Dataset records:
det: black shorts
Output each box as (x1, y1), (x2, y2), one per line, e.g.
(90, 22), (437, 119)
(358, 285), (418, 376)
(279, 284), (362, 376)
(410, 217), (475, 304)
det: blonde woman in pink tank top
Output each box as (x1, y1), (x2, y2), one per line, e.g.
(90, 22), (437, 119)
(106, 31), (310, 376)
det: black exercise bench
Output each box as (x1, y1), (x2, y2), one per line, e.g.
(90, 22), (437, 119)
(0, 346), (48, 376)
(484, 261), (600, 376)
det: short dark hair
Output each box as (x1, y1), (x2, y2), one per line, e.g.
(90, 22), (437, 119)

==

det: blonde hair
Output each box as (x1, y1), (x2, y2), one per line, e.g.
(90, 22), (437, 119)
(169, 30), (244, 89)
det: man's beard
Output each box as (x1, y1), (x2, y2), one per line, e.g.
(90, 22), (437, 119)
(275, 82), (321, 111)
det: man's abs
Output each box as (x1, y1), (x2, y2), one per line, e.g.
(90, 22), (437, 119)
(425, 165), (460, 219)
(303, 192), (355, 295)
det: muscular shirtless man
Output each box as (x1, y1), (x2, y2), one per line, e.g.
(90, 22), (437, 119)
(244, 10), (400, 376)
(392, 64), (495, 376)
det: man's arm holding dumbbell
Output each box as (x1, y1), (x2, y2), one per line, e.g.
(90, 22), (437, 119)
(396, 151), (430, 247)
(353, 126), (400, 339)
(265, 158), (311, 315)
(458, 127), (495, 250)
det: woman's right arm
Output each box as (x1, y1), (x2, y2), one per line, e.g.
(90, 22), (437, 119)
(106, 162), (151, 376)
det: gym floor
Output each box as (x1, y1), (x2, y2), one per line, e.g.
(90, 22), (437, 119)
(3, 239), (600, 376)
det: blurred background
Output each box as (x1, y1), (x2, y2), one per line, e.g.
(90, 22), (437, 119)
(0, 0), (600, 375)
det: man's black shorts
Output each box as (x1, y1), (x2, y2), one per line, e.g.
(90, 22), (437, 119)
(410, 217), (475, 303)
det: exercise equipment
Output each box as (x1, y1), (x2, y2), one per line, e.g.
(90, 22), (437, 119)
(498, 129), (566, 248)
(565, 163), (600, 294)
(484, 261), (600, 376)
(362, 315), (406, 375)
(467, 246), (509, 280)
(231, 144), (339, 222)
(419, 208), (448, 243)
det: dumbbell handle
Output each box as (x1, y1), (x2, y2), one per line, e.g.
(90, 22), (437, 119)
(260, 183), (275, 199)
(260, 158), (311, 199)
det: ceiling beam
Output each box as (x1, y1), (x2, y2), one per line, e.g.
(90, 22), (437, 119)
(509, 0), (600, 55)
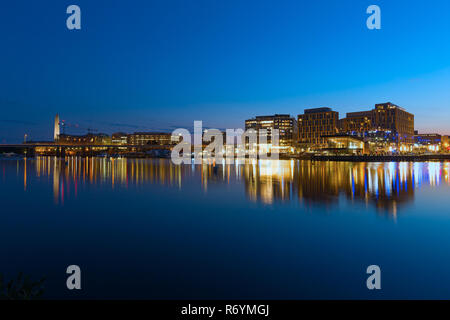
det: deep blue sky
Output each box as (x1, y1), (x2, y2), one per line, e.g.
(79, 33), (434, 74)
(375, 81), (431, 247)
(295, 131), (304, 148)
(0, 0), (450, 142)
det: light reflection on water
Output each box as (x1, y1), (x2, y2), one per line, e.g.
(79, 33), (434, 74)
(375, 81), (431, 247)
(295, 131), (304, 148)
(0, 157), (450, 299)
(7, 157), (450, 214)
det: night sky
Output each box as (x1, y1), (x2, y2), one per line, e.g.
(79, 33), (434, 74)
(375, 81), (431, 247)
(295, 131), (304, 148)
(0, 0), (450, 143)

Your instructions: Turn the lines of the items that run from the line containing "det: man's abs" through the line containing "(260, 158), (311, 199)", both included, into a numbered list without any blank lines. Start at the line that has "det: man's abs" and stop after the line that has "(260, 158), (311, 199)".

Solution to this exercise:
1. det: man's abs
2. Output each box as (x1, y1), (x2, y2), one per line, e.g.
3. (90, 22), (437, 119)
4. (425, 165), (460, 219)
5. (303, 192), (355, 295)
6. det: muscular shirtless man
7. Output each box as (x1, y1), (x2, y2), one per line, e.g.
8. (90, 22), (437, 119)
9. (244, 10), (400, 376)
10. (392, 64), (495, 376)
11. det: man's arm holding dumbbell
12. Output each box as (x1, y1), (x2, y2), one per line, e.g.
13. (90, 22), (437, 119)
14. (396, 151), (430, 247)
15. (353, 126), (400, 339)
16. (265, 158), (311, 315)
17. (458, 127), (495, 250)
18. det: woman's right arm
19. Output each box as (x1, y1), (x2, y2), one per line, e.g.
20. (90, 22), (437, 119)
21. (106, 162), (151, 376)
22. det: gym floor
23. Output each box as (x1, y1), (x2, y2), one per line, e.g.
24. (90, 22), (437, 119)
25. (3, 239), (600, 376)
26. det: blurred background
27. Output each box as (x1, y1), (x2, y2), one per line, e.g.
28. (90, 22), (437, 119)
29. (0, 0), (600, 375)
30. det: man's black shorts
31. Output each box as (x1, y1), (x2, y2), one per line, e.g.
32. (90, 22), (437, 119)
33. (410, 217), (475, 303)
34. det: exercise equipment
35. Output each box as (x1, y1), (x2, y2), one per line, e.g.
36. (90, 22), (437, 119)
37. (498, 129), (566, 248)
38. (565, 163), (600, 294)
39. (484, 261), (600, 376)
40. (362, 315), (406, 375)
41. (467, 246), (509, 280)
42. (231, 144), (339, 222)
43. (419, 208), (448, 243)
44. det: dumbbell handle
45. Output each box as (x1, y1), (x2, y2), one per line, e.g.
46. (90, 22), (437, 119)
47. (260, 183), (275, 199)
48. (260, 158), (311, 199)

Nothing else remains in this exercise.